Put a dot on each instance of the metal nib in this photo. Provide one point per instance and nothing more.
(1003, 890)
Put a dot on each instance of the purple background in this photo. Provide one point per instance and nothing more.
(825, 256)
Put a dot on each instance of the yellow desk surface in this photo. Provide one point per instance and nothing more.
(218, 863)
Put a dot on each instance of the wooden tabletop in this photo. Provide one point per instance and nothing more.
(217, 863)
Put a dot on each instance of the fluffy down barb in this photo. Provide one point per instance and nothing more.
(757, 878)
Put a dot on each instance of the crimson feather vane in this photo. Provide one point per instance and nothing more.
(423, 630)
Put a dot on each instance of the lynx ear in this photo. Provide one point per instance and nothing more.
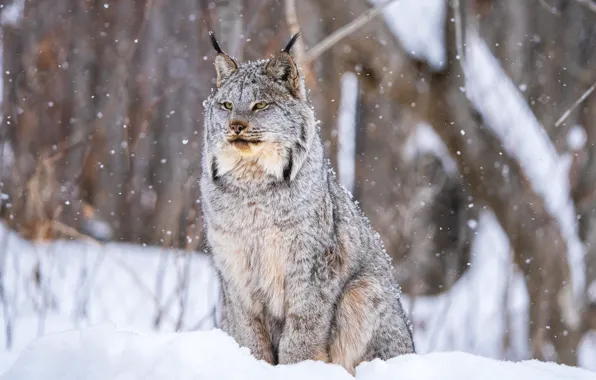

__EXERCISE TASK__: Give the material above, from the line containing "Put a dot on each instance of the purple" through the end, as a JSON list of strings with one string per line. Skip blank lines and leave the pictures out.

__FINISHED TASK__:
[
  "Put a dot on each instance of the purple background in this photo. Provide one point per instance and nothing more.",
  "(825, 256)",
  "Put a dot on each instance of the yellow desk surface in this photo. Provide one point per instance and nothing more.",
  "(218, 863)",
  "Put a dot on each instance of the wooden tabletop in this photo. Provide one point per instance and nothing more.",
  "(217, 863)",
  "Put a dot on each instance of the fluffy down barb in this photo. Provide one point per instance and nothing more.",
  "(757, 878)",
  "Put a dot on each instance of the crimson feather vane in this photo. Provide one point per instance and nothing more.",
  "(423, 630)",
  "Put a dot on each instance of the lynx ear in this photo. Provide one point per instance and nothing more."
]